# Oil leak, where's it coming from?



## ProDigit (Aug 31, 2015)

I saw there's oil on the plastic engine cover, the ledge (see the marked area on pic).
I cleaned it off, thinking it was from filling up the engine, and spilling some.
However, today I noticed there's more oil there, and am wondering where it comes from?

Leaking oil cap, or dipstick?

Any common issues with the first gen 1.4l turbo engine leaking oil there?


----------



## mikestony (Jan 17, 2013)

My guess would be the oil cap/o-ring.

Perhaps clean it off real good, go for a 15 minute drive and recheck. Keep checking until you see oil either from the oil cap, dipstick, or the valve cover gasket.


----------



## jblackburn (Apr 14, 2012)

Valve cover gasket.


----------



## ProDigit (Aug 31, 2015)

What I'm wondering is, how does the oil get on top of the ledge, if it was a Valve cover gasket?
Either way, it doesn't seem to be a serious issue, as between oil changes, I can't even notice a drop on the dipstick.


----------



## carbon02 (Feb 25, 2011)

That's a fairly high airflow area. I think it might be seepage from the valve cover that get's blown up over the ledge. The area is dirty on mine too. I suspect after 7 years I have a little seepage from the valve cover. Something I'm willing to wipe up, until I need to replace. 

No changes on the dipstick either for me.


----------

= = = =

• [Task list]
1. Reproduce the stretch of the oil leak thread from "Any common issues" through "the valve cover gasket.".
2. In the oil leak thread, what engine does the first post ask about?

= = = =

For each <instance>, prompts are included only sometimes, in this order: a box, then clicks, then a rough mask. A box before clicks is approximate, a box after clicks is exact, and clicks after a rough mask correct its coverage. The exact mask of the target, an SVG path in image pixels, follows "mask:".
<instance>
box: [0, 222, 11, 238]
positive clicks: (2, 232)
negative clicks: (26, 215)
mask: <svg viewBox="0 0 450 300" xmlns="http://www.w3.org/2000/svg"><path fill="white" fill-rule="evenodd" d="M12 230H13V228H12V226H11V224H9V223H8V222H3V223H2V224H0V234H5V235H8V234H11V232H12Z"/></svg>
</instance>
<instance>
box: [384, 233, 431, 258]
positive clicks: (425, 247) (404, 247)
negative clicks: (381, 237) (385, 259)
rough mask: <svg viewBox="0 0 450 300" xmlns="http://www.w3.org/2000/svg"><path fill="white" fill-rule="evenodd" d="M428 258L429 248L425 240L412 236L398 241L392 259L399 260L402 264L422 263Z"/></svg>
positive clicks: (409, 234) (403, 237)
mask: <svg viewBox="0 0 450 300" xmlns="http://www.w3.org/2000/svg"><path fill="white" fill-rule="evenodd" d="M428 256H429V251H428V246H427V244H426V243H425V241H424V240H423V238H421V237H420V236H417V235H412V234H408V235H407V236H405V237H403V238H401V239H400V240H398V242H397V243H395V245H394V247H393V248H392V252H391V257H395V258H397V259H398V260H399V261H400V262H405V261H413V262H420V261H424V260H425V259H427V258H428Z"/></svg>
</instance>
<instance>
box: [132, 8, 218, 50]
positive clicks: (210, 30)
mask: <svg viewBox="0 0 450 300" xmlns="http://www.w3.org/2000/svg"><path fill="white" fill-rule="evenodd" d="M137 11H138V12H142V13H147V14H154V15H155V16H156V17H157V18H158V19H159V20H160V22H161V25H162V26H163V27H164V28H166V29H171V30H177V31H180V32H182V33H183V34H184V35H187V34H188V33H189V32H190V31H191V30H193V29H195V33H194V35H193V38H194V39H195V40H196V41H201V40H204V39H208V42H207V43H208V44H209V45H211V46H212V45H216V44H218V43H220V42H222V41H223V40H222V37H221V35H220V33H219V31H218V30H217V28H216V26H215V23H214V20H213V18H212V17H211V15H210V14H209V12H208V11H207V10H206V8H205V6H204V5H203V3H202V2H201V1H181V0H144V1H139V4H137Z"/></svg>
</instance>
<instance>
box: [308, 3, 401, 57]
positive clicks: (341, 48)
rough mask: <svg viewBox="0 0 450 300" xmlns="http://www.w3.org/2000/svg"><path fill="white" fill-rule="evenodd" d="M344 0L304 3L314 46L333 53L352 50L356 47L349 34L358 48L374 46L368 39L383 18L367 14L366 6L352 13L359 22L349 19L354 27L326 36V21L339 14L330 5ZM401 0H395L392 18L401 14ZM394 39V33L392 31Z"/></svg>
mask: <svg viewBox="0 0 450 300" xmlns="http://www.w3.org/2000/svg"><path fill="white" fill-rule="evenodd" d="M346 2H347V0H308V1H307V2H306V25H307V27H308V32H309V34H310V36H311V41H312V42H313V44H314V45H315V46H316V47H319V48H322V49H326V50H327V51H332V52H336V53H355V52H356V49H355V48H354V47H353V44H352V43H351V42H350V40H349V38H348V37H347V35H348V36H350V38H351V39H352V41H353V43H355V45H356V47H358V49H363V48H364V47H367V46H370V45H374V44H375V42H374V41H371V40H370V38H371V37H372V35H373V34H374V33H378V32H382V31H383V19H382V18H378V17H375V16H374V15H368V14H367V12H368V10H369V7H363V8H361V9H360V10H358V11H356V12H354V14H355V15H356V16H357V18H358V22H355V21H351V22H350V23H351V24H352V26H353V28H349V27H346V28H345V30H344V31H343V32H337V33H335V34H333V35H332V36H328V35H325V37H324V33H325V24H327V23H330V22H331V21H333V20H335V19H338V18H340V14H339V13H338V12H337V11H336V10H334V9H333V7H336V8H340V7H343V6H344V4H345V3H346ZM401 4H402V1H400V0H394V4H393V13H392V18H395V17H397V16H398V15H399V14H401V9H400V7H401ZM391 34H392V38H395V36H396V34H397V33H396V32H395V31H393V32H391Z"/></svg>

= = = =

• [Solutions to the tasks]
1.
Any common issues with the first gen 1.4l turbo engine leaking oil there?


----------



## mikestony (Jan 17, 2013)

My guess would be the oil cap/o-ring.

Perhaps clean it off real good, go for a 15 minute drive and recheck. Keep checking until you see oil either from the oil cap, dipstick, or the valve cover gasket.

2. The first gen 1.4l turbo engine.